*** Records for the task ***

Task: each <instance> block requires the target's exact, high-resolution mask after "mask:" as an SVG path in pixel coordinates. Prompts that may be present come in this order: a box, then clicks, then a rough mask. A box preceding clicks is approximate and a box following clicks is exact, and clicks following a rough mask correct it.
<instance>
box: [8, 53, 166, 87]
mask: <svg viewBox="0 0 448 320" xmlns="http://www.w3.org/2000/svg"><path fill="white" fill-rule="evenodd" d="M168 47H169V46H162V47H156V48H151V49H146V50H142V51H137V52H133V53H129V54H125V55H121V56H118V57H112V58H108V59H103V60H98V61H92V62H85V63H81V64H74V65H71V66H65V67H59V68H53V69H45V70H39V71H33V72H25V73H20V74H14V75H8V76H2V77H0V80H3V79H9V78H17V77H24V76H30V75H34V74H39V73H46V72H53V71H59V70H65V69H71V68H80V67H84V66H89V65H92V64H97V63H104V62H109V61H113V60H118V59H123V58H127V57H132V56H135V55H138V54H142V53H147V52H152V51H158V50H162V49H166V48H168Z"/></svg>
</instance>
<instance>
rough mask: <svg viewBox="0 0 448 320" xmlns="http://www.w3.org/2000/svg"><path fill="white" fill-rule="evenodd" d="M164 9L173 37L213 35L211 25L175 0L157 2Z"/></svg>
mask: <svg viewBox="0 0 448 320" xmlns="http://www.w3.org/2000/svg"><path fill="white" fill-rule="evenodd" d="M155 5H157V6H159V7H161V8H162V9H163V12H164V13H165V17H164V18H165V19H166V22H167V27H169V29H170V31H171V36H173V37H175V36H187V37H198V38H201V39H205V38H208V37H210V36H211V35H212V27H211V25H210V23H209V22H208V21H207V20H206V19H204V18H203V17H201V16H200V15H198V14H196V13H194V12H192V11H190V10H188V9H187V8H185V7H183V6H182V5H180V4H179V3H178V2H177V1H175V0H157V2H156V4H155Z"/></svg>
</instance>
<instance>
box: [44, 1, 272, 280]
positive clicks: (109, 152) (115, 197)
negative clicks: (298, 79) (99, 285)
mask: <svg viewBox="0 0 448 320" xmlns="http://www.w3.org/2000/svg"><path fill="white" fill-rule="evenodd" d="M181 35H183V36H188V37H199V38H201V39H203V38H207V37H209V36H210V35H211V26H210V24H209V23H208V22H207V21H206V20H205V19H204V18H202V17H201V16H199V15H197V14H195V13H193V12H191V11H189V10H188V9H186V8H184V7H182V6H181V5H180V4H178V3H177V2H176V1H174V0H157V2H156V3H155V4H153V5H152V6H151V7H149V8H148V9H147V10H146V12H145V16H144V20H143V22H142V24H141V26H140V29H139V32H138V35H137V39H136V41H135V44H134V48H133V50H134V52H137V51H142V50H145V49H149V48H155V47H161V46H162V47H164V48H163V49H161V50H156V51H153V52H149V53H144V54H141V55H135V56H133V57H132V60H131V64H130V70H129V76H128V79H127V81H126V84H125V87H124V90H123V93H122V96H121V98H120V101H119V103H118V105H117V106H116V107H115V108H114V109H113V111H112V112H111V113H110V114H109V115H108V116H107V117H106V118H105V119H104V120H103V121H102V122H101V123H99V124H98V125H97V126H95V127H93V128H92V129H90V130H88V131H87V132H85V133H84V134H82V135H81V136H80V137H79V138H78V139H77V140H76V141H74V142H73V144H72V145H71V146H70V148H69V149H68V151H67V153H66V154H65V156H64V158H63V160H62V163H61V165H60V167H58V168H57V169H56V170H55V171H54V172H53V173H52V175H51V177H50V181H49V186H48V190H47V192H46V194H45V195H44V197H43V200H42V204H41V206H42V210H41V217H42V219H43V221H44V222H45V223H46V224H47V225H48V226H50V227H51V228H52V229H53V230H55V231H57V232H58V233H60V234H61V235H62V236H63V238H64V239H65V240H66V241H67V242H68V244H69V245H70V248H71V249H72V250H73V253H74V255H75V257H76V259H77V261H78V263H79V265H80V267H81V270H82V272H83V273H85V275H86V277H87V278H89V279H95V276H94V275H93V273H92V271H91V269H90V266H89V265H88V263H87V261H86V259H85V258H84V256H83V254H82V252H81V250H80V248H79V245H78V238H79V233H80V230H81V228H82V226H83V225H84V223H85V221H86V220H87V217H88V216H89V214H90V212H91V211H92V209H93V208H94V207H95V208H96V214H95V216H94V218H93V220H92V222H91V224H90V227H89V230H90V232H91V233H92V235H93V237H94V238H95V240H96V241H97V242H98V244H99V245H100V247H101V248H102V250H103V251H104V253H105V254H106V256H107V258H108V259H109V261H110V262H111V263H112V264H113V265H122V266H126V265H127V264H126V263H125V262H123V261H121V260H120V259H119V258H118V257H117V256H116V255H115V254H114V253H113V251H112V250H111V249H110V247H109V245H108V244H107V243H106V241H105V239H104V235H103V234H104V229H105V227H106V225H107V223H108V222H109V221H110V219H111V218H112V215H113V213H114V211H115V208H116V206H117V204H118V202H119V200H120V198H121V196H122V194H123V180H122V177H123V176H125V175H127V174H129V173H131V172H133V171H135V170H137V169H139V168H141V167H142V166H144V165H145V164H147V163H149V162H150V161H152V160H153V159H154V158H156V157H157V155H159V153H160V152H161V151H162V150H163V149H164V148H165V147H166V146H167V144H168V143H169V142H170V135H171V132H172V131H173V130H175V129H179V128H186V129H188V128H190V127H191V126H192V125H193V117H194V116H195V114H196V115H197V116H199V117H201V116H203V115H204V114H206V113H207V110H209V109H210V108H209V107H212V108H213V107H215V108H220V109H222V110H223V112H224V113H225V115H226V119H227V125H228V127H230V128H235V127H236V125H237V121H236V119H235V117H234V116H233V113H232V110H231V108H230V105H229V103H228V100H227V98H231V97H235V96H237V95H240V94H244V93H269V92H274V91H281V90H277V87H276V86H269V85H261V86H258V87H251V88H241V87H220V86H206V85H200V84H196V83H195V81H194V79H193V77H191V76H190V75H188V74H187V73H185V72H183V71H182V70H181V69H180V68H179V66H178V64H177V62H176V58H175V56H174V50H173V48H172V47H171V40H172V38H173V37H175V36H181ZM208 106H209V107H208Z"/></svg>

***

### [Task to complete]
Tally the lines in the rows above that contain the string "coordinates", matching case exactly, and give only the number.

### [Exercise result]
1